**Entries provided:**
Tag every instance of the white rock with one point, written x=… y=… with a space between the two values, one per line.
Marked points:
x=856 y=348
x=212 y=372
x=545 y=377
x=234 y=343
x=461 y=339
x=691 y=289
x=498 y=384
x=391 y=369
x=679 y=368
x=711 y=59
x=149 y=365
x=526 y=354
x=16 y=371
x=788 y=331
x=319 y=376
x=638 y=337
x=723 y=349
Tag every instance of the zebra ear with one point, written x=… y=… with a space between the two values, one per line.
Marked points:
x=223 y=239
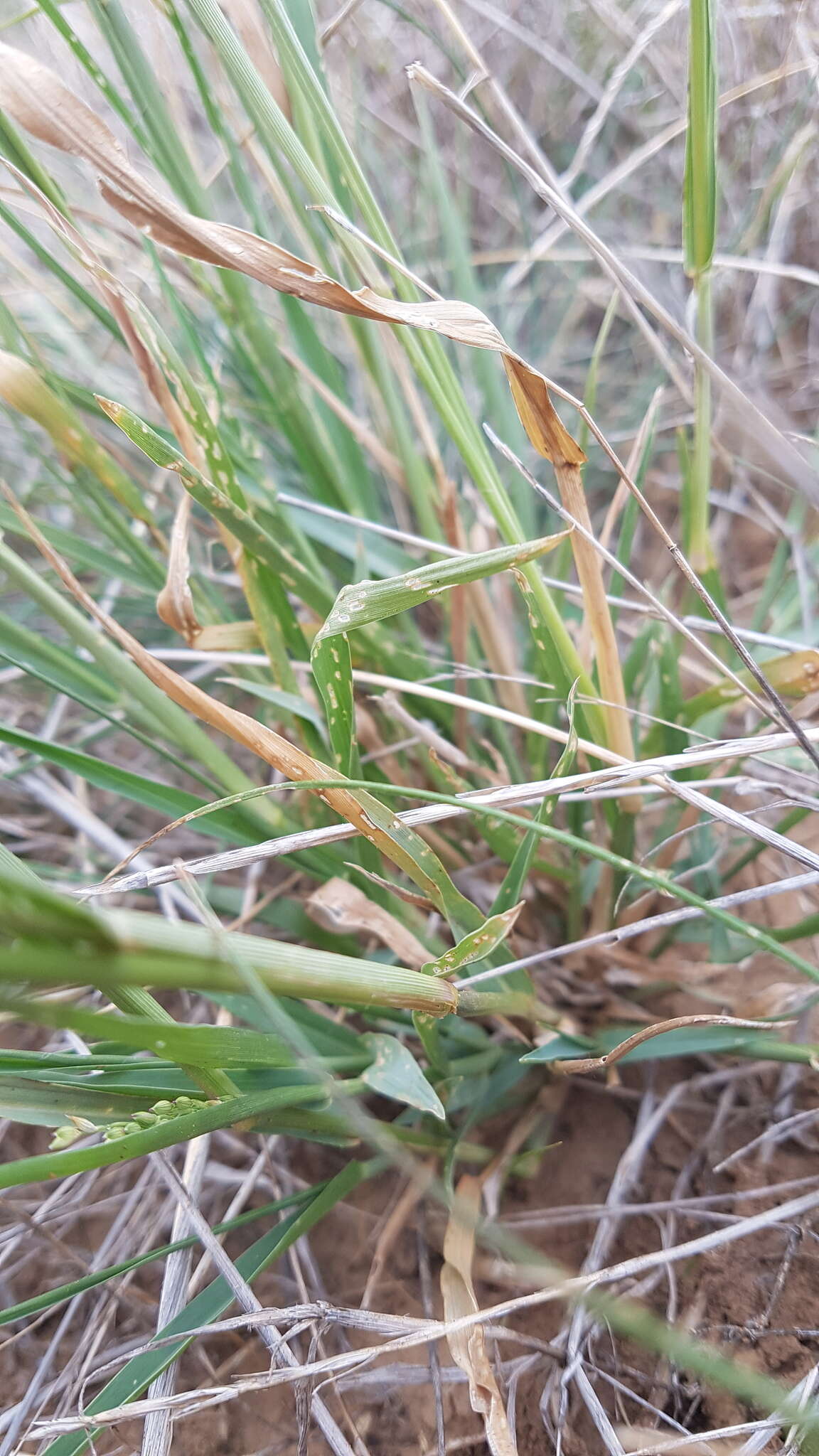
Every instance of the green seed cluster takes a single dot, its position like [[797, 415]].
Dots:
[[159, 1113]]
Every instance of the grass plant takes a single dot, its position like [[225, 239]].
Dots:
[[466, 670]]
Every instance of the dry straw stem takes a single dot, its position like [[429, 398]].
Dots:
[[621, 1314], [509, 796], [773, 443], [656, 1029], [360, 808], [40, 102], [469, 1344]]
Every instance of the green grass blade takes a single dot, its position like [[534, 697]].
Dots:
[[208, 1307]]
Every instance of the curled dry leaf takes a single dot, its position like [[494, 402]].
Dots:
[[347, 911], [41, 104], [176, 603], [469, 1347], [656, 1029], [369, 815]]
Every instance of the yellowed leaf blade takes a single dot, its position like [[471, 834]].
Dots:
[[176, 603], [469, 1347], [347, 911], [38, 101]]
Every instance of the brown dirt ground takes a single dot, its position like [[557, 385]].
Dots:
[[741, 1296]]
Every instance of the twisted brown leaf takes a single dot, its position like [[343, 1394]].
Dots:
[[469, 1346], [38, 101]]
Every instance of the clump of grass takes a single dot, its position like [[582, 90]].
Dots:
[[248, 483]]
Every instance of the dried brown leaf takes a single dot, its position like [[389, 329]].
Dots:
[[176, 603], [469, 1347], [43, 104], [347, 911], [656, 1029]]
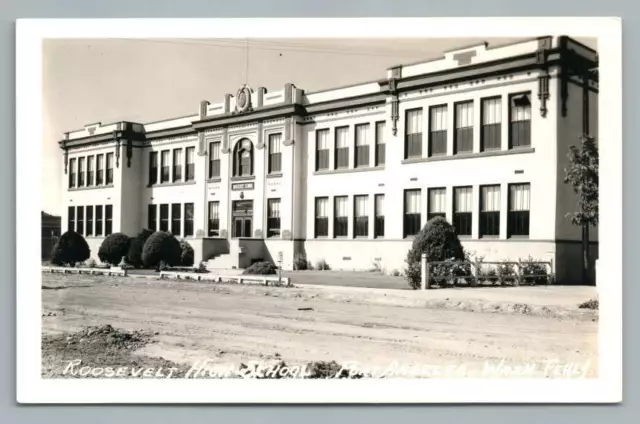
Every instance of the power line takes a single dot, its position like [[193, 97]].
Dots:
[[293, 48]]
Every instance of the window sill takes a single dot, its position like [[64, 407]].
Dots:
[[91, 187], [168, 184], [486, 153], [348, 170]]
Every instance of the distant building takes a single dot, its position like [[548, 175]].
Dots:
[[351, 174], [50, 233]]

--

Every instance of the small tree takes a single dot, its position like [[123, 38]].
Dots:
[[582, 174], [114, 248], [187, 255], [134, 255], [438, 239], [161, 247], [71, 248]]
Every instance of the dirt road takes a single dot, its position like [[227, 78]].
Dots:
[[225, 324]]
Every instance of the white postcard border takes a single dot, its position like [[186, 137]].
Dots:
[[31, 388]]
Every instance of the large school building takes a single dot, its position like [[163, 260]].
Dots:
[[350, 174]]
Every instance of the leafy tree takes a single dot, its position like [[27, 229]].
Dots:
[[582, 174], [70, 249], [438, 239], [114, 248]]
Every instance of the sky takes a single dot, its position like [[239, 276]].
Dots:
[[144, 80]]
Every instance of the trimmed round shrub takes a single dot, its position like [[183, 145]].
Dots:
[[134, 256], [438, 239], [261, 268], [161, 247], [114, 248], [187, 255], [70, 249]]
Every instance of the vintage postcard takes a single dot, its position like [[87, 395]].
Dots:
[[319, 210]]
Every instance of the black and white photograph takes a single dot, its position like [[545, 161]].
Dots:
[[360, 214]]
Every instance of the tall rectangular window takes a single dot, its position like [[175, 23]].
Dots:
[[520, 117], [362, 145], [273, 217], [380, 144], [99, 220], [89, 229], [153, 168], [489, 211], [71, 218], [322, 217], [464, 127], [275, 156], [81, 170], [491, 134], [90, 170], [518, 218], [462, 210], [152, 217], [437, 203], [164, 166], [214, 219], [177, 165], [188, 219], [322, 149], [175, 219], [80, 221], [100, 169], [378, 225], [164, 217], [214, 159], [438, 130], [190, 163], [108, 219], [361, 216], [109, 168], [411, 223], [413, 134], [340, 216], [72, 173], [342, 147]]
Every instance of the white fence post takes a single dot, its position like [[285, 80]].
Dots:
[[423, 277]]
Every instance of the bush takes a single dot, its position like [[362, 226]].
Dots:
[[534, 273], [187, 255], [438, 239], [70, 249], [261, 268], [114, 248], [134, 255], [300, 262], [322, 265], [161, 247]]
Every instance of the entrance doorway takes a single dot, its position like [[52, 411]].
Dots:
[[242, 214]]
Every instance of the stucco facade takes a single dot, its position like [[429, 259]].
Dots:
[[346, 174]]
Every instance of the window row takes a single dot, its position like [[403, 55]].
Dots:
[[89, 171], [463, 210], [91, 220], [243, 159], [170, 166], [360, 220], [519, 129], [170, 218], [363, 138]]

**Activity:** For this exercise, output exactly the lines above from the line with "Every instance of the power" to the line with "Every instance of the distant", counting both, and leave out the rest.

**Completed exercise:**
Every instance of the power line takes a single dot, its position like [[193, 97]].
Dots:
[[293, 48]]
Every instance of the window sill takes a single dot, its position like [[64, 407]].
Dots:
[[91, 187], [168, 184], [486, 153], [348, 170]]
Every instance of the distant building takes a single dot, its position like [[548, 175]].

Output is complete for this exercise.